> [PROBLEM REQUIREMENTS]: Number of lines with the string "cloud" in the entries below: report it, and nothing besides.

> [THE DATA]:
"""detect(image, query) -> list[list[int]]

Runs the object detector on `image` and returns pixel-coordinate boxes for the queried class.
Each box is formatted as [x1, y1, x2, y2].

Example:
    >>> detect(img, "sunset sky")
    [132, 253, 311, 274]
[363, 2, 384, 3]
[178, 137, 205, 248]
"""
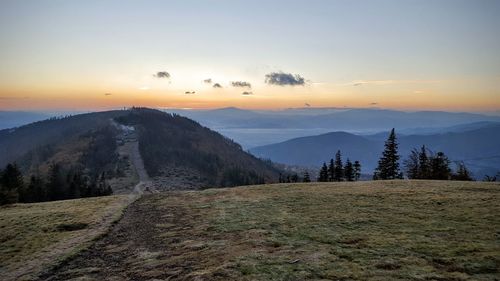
[1, 0, 499, 112]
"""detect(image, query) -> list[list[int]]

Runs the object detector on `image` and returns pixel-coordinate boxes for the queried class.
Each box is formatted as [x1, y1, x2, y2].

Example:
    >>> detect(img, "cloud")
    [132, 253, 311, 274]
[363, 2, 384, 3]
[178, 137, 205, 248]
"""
[265, 72, 305, 86]
[213, 83, 223, 88]
[104, 93, 112, 96]
[185, 91, 196, 94]
[231, 81, 252, 88]
[369, 102, 378, 105]
[203, 78, 212, 84]
[154, 71, 170, 79]
[304, 103, 311, 107]
[242, 91, 253, 95]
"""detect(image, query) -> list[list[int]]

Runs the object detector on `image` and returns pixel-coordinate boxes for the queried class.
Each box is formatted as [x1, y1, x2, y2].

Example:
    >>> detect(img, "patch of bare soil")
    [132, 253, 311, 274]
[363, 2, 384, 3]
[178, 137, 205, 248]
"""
[38, 194, 202, 281]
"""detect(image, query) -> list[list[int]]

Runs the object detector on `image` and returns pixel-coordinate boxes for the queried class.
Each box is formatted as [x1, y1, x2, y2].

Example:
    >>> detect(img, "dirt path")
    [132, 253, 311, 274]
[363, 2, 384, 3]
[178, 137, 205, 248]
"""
[38, 194, 191, 281]
[11, 122, 160, 281]
[112, 119, 157, 195]
[129, 141, 158, 194]
[3, 196, 132, 281]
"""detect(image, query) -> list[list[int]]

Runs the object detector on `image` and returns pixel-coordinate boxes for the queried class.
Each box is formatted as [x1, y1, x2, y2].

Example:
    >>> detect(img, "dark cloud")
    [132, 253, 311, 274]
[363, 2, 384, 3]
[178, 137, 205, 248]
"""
[265, 72, 305, 86]
[185, 91, 196, 94]
[203, 78, 212, 84]
[231, 81, 252, 88]
[213, 83, 223, 88]
[242, 91, 253, 95]
[154, 71, 170, 79]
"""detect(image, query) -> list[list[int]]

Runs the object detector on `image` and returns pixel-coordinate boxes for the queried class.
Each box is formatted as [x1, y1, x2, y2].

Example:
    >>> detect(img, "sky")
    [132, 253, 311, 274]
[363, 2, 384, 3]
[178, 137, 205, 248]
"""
[0, 0, 499, 112]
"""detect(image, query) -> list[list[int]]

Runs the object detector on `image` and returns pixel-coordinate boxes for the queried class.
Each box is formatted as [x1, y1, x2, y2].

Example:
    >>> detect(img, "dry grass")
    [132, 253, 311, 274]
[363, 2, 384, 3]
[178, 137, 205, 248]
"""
[149, 180, 500, 280]
[0, 195, 131, 280]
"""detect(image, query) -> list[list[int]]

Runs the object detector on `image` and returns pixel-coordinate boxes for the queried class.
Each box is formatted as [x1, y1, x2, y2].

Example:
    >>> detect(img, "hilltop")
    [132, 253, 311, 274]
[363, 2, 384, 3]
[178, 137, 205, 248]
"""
[3, 180, 493, 281]
[0, 108, 280, 193]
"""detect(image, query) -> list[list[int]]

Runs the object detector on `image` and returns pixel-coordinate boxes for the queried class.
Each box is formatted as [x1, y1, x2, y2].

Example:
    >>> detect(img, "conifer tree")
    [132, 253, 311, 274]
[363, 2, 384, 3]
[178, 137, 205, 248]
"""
[374, 128, 401, 180]
[327, 159, 335, 182]
[27, 175, 45, 202]
[429, 152, 451, 180]
[333, 150, 344, 181]
[47, 163, 65, 201]
[303, 171, 311, 182]
[318, 163, 329, 182]
[452, 162, 473, 181]
[344, 159, 354, 181]
[404, 149, 420, 179]
[353, 161, 361, 181]
[418, 145, 430, 179]
[0, 163, 23, 205]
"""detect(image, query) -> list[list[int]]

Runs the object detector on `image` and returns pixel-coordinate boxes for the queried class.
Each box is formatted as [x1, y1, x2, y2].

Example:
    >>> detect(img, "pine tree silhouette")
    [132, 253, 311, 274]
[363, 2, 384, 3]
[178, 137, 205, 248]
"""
[333, 150, 344, 181]
[344, 159, 354, 181]
[353, 161, 361, 181]
[318, 163, 329, 182]
[374, 128, 401, 180]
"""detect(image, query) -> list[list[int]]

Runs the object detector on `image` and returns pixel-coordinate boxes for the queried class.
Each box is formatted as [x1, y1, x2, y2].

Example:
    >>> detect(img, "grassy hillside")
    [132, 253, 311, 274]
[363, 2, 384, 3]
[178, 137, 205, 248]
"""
[0, 195, 131, 281]
[46, 180, 499, 281]
[0, 110, 127, 168]
[115, 108, 281, 188]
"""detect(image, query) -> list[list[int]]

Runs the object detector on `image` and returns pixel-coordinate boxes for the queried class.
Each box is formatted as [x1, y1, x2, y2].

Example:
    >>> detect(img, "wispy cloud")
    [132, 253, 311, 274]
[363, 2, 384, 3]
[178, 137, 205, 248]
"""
[265, 72, 306, 86]
[231, 81, 252, 88]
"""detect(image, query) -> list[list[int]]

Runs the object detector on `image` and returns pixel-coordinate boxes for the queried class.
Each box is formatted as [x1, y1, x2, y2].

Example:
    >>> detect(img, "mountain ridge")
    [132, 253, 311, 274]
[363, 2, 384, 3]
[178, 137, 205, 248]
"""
[250, 124, 500, 178]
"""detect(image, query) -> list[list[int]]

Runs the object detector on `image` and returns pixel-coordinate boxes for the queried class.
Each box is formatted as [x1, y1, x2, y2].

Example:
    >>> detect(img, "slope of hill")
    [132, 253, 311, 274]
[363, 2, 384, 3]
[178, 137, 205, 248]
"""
[250, 125, 500, 177]
[250, 132, 379, 167]
[0, 108, 280, 192]
[0, 110, 126, 168]
[0, 111, 54, 130]
[40, 181, 500, 280]
[115, 108, 280, 188]
[0, 195, 130, 281]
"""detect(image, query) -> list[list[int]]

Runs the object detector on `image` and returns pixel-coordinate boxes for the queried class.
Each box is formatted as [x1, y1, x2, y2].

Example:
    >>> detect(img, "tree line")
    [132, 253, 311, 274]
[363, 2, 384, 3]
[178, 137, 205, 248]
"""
[0, 163, 113, 205]
[317, 150, 362, 182]
[373, 128, 474, 181]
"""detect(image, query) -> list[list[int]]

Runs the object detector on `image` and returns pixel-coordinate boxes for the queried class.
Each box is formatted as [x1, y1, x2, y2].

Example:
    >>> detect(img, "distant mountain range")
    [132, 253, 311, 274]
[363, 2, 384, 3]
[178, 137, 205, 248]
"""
[0, 111, 52, 129]
[167, 107, 500, 148]
[3, 108, 500, 149]
[250, 123, 500, 179]
[2, 107, 499, 179]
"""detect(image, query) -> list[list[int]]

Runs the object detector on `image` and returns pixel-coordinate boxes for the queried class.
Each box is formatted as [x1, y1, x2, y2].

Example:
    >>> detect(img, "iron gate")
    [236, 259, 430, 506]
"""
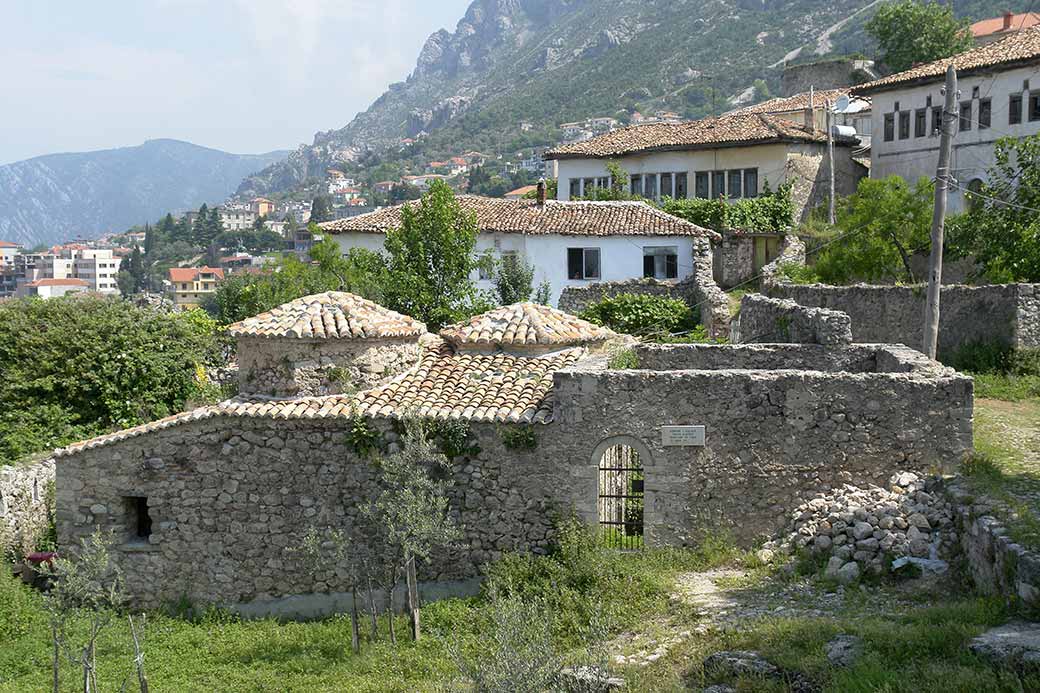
[598, 444, 644, 549]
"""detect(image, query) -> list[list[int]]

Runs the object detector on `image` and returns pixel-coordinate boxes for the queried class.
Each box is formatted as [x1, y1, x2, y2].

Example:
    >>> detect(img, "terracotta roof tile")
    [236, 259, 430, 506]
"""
[855, 26, 1040, 94]
[727, 88, 861, 115]
[544, 113, 842, 160]
[168, 266, 224, 283]
[320, 196, 713, 238]
[440, 302, 614, 348]
[971, 12, 1040, 39]
[228, 291, 427, 340]
[25, 278, 89, 287]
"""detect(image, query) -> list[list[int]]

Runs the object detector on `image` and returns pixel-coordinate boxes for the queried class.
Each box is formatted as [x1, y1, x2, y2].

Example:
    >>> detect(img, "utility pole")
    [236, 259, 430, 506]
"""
[826, 99, 836, 225]
[923, 64, 958, 360]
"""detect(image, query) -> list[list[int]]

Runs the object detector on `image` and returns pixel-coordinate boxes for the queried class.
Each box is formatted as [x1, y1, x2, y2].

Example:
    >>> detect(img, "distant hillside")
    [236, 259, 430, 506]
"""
[0, 139, 287, 247]
[238, 0, 1021, 198]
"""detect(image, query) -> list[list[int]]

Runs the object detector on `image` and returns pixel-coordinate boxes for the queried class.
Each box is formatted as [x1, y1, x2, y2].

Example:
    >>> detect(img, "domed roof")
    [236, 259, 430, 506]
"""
[228, 292, 426, 340]
[439, 302, 614, 349]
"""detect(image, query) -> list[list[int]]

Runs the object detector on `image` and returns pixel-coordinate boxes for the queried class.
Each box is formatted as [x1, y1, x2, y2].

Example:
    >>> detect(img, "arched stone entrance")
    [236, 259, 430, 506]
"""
[592, 436, 653, 549]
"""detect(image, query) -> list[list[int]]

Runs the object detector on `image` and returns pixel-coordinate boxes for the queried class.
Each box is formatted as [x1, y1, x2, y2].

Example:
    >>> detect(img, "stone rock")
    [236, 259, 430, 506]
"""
[701, 686, 736, 693]
[755, 548, 775, 564]
[836, 561, 861, 585]
[703, 650, 779, 678]
[814, 535, 833, 552]
[826, 634, 863, 667]
[825, 555, 845, 580]
[969, 622, 1040, 671]
[852, 522, 874, 540]
[908, 512, 931, 529]
[559, 665, 625, 691]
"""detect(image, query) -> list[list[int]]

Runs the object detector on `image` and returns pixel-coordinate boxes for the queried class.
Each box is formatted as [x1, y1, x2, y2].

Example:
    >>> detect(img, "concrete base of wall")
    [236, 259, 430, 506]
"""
[230, 577, 484, 620]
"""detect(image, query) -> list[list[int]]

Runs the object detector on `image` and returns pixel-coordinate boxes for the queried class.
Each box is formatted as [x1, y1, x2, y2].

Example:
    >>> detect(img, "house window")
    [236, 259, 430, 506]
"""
[630, 174, 642, 196]
[567, 247, 601, 280]
[643, 174, 658, 200]
[642, 246, 679, 280]
[898, 110, 911, 139]
[1030, 93, 1040, 122]
[1010, 94, 1023, 124]
[959, 102, 972, 131]
[914, 108, 927, 137]
[744, 169, 759, 198]
[972, 86, 980, 99]
[569, 178, 581, 199]
[660, 173, 673, 199]
[979, 98, 991, 129]
[712, 171, 726, 198]
[727, 170, 743, 199]
[582, 178, 597, 195]
[675, 172, 688, 199]
[694, 172, 710, 198]
[932, 106, 943, 135]
[883, 113, 894, 141]
[124, 496, 152, 541]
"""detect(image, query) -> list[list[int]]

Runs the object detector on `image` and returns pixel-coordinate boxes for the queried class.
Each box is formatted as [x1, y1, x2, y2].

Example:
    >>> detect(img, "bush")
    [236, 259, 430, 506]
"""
[660, 184, 793, 232]
[945, 342, 1040, 377]
[775, 261, 821, 285]
[580, 293, 697, 338]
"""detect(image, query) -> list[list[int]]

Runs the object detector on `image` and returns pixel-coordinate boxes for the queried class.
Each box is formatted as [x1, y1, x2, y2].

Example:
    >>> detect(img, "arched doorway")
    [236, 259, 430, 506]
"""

> [REPLY TO THE EXERCISE]: 3